[START Material provided]
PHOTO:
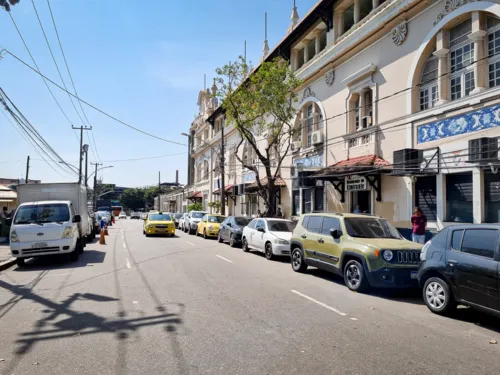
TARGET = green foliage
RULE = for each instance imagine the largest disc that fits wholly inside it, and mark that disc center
(216, 205)
(195, 207)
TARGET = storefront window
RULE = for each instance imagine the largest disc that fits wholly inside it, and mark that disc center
(459, 198)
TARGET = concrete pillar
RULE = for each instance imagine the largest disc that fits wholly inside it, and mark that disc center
(357, 11)
(478, 195)
(440, 200)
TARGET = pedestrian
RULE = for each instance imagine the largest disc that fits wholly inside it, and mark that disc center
(419, 222)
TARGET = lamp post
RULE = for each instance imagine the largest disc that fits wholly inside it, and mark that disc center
(221, 166)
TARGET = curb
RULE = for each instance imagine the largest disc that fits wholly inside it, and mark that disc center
(8, 263)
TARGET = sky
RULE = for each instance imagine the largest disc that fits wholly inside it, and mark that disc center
(142, 62)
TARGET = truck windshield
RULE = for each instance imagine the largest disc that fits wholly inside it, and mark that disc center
(42, 213)
(371, 228)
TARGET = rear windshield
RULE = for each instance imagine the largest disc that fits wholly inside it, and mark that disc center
(42, 213)
(158, 217)
(371, 228)
(280, 226)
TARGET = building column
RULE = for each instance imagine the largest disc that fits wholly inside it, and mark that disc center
(356, 11)
(440, 200)
(478, 195)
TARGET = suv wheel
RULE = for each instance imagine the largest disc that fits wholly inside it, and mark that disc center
(297, 260)
(269, 251)
(354, 276)
(438, 297)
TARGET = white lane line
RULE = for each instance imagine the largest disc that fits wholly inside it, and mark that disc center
(319, 303)
(227, 260)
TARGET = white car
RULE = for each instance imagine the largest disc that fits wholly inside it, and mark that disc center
(270, 236)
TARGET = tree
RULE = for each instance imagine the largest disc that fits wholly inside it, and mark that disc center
(260, 105)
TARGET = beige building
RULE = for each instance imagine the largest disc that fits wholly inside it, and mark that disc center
(400, 107)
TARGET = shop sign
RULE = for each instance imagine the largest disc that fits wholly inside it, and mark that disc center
(356, 183)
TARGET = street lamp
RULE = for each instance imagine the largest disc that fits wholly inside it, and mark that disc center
(221, 166)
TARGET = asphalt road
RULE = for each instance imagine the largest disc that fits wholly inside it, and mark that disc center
(186, 305)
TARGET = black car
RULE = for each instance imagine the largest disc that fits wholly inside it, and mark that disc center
(460, 265)
(232, 228)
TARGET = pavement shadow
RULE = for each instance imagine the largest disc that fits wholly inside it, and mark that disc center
(59, 321)
(51, 262)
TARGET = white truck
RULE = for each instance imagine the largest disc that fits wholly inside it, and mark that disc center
(52, 218)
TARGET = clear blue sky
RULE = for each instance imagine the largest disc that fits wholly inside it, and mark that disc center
(141, 61)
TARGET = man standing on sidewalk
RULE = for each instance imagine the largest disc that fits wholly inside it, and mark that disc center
(419, 222)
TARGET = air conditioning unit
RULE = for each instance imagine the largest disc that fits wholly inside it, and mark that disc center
(407, 161)
(483, 149)
(295, 146)
(317, 137)
(366, 121)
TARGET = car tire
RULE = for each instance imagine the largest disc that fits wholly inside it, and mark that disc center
(268, 251)
(354, 276)
(246, 249)
(232, 243)
(438, 297)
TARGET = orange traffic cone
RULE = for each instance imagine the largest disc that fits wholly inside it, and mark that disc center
(102, 239)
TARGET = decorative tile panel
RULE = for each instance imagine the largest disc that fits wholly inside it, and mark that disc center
(486, 118)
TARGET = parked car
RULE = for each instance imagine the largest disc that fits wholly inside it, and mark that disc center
(460, 265)
(135, 215)
(158, 224)
(366, 250)
(231, 229)
(270, 236)
(209, 225)
(192, 220)
(182, 222)
(177, 218)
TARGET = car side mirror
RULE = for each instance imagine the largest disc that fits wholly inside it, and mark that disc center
(335, 233)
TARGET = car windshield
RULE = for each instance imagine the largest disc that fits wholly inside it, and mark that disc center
(159, 217)
(370, 228)
(42, 213)
(242, 221)
(215, 219)
(280, 226)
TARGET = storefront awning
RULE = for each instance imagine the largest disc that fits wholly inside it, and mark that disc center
(227, 189)
(362, 166)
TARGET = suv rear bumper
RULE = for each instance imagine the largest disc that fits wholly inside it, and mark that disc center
(394, 278)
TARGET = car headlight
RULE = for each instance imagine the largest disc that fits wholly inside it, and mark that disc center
(281, 242)
(68, 232)
(423, 254)
(387, 255)
(13, 236)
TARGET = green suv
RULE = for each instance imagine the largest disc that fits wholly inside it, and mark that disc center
(366, 250)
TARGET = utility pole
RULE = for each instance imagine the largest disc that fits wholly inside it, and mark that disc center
(27, 168)
(95, 185)
(82, 128)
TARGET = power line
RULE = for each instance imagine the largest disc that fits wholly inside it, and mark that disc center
(91, 105)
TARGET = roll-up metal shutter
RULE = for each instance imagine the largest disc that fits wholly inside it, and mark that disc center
(425, 196)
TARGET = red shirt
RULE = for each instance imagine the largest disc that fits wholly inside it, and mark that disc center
(419, 223)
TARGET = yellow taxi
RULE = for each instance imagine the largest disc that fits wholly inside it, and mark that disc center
(209, 225)
(158, 224)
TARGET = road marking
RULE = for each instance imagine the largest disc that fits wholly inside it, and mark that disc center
(319, 303)
(227, 260)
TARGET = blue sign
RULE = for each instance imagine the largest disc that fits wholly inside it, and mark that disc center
(485, 118)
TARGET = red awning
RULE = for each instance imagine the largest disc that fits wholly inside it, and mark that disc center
(227, 190)
(362, 165)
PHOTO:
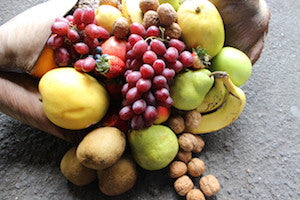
[END Material provided]
Bring down every line from the one containing "TARGET = red awning" through the end of the rows above, adding -149 to each coordinate in the answers, and leave the pictures out.

TARGET = red awning
RULE = for each instance imagine the largest disc that fits wholly inside it, and mark that disc center
(78, 41)
(213, 16)
PHOTO:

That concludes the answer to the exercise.